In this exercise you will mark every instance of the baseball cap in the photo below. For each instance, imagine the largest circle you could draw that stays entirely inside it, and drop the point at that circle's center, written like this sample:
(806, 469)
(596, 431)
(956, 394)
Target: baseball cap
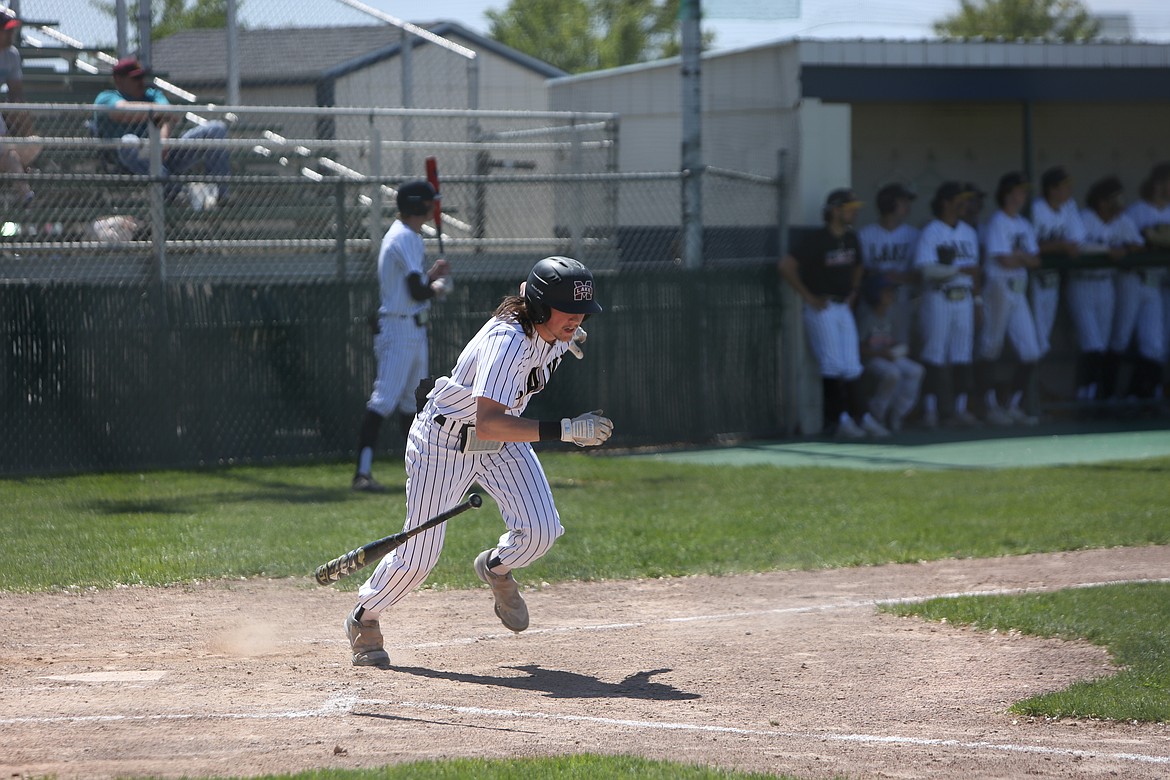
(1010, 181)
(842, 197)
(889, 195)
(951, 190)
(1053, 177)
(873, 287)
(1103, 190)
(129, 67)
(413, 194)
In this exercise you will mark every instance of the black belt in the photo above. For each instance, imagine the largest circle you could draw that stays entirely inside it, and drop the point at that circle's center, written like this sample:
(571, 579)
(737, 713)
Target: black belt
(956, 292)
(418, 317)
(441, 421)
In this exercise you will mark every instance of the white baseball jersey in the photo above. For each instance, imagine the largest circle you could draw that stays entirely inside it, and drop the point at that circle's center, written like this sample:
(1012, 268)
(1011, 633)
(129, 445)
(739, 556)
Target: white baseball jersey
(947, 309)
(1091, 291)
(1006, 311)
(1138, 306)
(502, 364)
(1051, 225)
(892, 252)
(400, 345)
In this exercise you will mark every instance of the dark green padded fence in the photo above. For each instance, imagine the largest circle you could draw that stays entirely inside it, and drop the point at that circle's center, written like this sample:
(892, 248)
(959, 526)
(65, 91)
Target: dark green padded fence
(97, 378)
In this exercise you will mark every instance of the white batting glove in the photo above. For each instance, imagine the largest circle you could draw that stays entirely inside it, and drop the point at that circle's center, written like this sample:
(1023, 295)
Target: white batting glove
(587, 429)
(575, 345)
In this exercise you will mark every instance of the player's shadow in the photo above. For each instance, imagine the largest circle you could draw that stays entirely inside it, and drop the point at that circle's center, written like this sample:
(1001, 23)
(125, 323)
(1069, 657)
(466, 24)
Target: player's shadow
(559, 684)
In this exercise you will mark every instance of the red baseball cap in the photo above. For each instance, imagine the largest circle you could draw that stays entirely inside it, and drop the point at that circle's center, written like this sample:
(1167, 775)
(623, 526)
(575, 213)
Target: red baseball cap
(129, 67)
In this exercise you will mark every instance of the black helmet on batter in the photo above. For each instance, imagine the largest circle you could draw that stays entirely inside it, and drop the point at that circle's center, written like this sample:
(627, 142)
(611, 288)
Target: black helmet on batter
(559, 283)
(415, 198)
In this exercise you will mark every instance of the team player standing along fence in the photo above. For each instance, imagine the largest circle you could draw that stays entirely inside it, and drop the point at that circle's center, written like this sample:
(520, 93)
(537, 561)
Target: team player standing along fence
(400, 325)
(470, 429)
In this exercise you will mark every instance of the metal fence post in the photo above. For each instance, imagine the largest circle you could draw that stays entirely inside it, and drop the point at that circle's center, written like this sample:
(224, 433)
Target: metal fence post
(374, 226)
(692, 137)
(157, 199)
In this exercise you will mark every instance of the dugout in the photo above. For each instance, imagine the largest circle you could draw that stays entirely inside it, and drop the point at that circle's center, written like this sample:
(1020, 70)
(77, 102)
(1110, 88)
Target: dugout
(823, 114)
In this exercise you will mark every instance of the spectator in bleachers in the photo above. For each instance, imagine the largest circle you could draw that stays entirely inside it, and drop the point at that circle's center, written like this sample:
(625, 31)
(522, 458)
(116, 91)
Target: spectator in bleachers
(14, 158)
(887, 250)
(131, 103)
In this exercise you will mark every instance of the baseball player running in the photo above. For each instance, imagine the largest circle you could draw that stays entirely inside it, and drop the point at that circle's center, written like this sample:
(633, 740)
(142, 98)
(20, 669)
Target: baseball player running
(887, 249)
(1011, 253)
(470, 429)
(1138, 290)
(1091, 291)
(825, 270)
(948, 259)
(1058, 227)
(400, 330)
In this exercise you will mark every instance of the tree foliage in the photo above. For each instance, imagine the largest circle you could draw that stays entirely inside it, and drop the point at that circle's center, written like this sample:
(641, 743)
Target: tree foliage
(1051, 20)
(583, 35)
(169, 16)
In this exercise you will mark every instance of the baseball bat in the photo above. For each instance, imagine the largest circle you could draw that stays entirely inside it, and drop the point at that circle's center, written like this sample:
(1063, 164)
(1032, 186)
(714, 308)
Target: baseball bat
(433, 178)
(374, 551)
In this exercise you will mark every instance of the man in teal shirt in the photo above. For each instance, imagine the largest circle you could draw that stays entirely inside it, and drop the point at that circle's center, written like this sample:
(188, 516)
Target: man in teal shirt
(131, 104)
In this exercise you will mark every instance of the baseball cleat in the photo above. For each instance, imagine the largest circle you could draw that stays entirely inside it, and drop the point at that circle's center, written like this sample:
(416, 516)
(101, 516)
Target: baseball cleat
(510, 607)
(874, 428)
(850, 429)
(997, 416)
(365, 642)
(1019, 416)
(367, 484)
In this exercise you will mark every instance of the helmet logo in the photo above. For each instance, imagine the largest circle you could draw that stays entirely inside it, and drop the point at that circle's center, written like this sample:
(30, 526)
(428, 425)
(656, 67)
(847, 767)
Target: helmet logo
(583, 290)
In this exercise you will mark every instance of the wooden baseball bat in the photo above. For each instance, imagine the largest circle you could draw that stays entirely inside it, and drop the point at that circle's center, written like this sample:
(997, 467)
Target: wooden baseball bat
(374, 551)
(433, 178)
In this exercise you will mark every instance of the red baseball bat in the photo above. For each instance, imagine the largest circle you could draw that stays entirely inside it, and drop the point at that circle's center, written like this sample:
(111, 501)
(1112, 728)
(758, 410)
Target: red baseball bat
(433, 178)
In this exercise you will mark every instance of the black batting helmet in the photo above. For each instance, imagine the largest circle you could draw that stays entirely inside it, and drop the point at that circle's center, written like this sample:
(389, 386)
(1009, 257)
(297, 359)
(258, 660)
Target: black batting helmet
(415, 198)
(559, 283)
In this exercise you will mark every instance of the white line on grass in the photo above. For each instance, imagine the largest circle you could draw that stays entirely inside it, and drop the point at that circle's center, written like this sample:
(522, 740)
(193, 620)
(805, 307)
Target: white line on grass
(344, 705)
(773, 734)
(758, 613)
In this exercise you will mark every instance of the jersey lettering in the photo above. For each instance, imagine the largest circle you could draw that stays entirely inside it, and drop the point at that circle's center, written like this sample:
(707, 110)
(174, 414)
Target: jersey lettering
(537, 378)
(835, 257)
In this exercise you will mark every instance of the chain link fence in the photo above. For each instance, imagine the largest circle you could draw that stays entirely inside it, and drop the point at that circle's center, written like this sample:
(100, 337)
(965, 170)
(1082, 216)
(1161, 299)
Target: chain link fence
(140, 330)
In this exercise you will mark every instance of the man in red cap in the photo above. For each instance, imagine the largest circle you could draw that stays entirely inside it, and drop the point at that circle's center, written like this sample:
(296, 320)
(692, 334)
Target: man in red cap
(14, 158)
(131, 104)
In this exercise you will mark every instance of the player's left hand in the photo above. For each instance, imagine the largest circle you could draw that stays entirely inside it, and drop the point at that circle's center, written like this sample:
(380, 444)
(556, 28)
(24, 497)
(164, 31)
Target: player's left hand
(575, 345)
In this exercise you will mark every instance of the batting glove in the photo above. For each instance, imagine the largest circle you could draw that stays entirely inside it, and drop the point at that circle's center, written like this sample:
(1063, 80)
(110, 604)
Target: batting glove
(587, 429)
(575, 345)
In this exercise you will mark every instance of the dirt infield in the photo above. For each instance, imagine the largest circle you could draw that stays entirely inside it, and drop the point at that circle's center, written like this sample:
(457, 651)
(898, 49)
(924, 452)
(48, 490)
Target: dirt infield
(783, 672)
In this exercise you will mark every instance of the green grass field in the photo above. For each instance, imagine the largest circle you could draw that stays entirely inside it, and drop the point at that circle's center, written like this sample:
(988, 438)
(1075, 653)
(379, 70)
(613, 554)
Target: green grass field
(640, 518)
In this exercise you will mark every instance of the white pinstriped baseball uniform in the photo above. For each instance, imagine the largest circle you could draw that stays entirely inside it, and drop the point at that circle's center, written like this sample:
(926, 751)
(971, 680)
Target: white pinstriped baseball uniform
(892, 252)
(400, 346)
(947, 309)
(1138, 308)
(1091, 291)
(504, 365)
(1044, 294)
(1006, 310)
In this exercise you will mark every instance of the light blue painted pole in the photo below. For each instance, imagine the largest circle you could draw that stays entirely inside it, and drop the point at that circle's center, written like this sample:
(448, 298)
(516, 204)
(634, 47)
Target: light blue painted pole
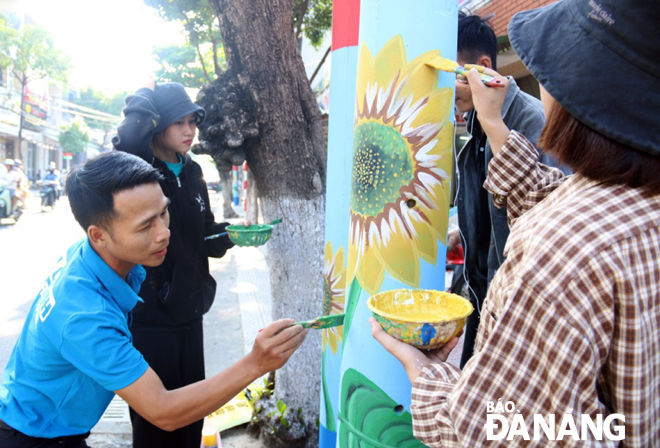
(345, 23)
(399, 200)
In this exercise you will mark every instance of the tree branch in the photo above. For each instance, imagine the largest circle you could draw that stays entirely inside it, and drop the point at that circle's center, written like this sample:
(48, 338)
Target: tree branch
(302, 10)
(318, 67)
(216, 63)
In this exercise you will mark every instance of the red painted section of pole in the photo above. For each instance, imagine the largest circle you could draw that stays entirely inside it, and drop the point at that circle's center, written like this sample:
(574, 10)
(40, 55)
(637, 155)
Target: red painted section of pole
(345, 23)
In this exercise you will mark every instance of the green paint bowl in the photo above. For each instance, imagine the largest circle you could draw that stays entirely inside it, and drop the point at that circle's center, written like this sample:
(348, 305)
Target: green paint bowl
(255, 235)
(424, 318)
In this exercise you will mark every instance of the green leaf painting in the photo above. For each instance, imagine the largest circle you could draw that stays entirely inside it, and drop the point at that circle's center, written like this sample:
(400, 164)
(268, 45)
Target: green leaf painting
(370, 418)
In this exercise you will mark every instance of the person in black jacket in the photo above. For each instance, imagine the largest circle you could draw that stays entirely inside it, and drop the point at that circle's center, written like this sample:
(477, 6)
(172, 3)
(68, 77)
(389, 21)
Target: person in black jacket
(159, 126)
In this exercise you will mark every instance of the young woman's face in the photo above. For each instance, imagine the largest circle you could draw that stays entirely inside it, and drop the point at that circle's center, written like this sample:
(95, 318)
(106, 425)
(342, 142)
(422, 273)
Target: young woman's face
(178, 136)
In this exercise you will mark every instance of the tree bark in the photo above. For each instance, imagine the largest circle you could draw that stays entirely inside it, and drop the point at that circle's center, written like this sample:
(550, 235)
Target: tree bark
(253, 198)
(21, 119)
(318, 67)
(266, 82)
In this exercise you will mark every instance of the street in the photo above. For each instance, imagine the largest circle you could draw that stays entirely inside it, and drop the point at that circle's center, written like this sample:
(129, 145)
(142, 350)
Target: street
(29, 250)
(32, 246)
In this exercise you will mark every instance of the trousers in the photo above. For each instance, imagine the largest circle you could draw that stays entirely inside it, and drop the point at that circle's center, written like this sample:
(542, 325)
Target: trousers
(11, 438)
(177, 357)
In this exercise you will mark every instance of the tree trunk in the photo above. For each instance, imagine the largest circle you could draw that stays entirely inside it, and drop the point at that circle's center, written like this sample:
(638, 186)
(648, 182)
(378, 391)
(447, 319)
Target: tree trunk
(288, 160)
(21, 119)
++++++
* [Aim of the task]: Give back, unchanged, every line from the one with "In this exercise you will mark every instance of the street" to the end of the entries above.

* [The reply]:
In this exercise you will mark every instance of the street in the photo above. For each instance, imagine the largest circle you could draw that stays entirely inside it, and drop the point at that circle's center, written like this sample:
(129, 145)
(142, 350)
Target: street
(29, 250)
(32, 246)
In this exercise you will mark every instance of the trousers in the photo above. For each instance, imagine the largest circle you could draw that stays entirely inside it, and drop the point at that circle's center, written like this sample:
(542, 325)
Target: trousers
(11, 438)
(177, 357)
In this exercise you will mark every instance of the tree trunk in the photo above. For each instance, imagine the largest circle you could draw that stays entirely inside it, and drop the point at that circle's center, written like this sample:
(638, 186)
(648, 182)
(378, 391)
(447, 319)
Target: tree trunk
(288, 160)
(21, 119)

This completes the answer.